### VOTRE OBJECTIF:
Recopiez sans changement le passage de l'article sur les casinos en ligne qui commence par les mots contenant "Les casinos en" et se termine par "des vrais casinos.".

### EXTRAIT DU TEXTE:
• • • • • • •
La commission fédérale des maisons de jeu a ouvert une enquête après que des milliers de joueurs de casino en ligne se sont retrouvés avec des découverts de plusieurs dizaines de milliers de francs.
Les casinos en ligne ressemblent à des jeux inoffensifs, mais l'argent misé n'est, lui, pas virtuel. Ces jeux d'argent attirent de nouveaux joueurs, qui sont différents de ceux des vrais casinos.
Il y a quelques jours, quelques milliers d'entre eux se sont retrouvés à découvert, sans s'en rendre compte, pour des sommes allant jusqu'à plusieurs dizaines de milliers de francs. En cause, un bug informatique lié à leur compte Postfinance.
Cette affaire, révélée la semaine dernière dans le 19h30 de la RTS, a justifié l'ouverture d'une enquête de la commission fédérale des maisons de jeu.
"A première vue, il y a plusieurs partenaires qui sont touchés dans cette affaire, en particulier les partenaires financiers. Mais il est surtout important de savoir si les maisons de jeux concernées n'auraient pas rempli leurs obligations de diligence en matière de loi sur les jeux d'argent", explique Jean-Marie Jordan, directeur de la commission fédérale des maisons de jeu.
Les joueurs à risques rapportent la moitié des revenus
La nouvelle loi sur les jeu d'argent est entrée en vigueur au 1er janvier 2019. La protection des joueurs par l'information et le repérage précoce des comportements à risque est l'un des points centraux de sa révision.
Mais pour le Groupement romand d'études des addictions (GREA), sur le terrain, les promesses ne sont pas tenues. Et l'objectif fiscal de l'ouverture des jeux d'argent en ligne, qui génère des revenus pour l'AVS, l'emporterait sur la protection des joueurs. Selon une enquête que le Groupe a réalisée le mois dernier sur mandat du Programme Intercantonal Romand de Lutte contre le Jeu excessif (PILDJ), les joueurs à risque modéré et les joueurs problématiques sont à l'origine de près de la moitié des revenus des jeux de hasard et d'argent en ligne.
• • • • • • •
(Données d'annotation par points)
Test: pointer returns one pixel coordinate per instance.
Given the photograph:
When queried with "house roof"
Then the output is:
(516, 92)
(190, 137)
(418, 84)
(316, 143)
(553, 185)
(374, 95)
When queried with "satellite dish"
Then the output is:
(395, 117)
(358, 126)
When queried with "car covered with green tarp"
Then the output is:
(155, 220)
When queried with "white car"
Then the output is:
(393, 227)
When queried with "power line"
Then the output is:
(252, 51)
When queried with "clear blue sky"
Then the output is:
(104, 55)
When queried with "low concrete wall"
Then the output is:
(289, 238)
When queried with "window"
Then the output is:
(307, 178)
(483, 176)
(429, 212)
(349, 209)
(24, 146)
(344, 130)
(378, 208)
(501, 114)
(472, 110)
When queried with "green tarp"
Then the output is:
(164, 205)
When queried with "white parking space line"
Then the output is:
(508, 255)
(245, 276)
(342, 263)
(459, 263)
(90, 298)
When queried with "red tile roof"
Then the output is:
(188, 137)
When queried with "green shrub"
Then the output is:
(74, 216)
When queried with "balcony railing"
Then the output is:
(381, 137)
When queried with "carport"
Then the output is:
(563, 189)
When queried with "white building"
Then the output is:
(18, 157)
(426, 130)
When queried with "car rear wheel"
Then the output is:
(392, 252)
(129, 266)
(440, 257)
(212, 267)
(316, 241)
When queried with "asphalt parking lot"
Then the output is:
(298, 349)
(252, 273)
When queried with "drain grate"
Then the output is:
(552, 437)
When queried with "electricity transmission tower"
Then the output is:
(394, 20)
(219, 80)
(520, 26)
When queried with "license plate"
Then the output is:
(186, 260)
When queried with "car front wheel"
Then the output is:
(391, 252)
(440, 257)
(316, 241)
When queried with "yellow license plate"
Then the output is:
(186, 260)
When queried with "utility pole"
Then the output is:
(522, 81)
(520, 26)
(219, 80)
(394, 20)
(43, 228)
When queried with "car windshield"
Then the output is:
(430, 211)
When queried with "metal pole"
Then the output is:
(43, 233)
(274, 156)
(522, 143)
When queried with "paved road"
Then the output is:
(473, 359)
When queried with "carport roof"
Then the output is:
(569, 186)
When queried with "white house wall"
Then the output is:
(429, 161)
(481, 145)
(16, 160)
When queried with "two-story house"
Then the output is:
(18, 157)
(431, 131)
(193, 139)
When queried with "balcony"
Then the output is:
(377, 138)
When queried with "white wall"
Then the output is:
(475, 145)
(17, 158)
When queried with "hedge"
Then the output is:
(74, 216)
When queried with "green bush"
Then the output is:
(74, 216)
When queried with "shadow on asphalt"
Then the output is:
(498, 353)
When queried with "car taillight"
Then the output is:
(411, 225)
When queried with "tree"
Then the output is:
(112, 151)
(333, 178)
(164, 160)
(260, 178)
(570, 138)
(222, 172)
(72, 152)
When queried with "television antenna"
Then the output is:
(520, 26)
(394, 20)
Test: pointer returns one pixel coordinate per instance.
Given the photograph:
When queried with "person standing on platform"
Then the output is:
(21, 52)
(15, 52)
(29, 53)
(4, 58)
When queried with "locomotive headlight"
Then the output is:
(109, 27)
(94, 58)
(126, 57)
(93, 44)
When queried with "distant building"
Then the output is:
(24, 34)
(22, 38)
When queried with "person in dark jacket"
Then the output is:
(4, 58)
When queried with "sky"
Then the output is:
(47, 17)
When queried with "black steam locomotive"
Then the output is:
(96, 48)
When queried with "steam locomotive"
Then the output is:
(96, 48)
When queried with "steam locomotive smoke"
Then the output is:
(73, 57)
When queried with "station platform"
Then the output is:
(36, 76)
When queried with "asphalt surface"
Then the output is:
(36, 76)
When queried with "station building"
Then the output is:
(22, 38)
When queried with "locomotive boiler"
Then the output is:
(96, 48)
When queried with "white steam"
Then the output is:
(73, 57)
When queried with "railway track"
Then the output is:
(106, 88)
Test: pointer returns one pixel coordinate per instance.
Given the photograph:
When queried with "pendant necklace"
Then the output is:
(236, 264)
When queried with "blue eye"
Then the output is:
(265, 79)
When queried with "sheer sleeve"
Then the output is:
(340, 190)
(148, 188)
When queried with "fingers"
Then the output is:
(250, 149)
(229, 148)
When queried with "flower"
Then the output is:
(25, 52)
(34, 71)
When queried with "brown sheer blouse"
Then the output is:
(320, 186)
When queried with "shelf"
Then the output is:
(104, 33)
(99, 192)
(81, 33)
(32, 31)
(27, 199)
• • • • • • •
### RÉPONSE CI-DESSOUS:
Les casinos en ligne ressemblent à des jeux inoffensifs, mais l'argent misé n'est, lui, pas virtuel. Ces jeux d'argent attirent de nouveaux joueurs, qui sont différents de ceux des vrais casinos.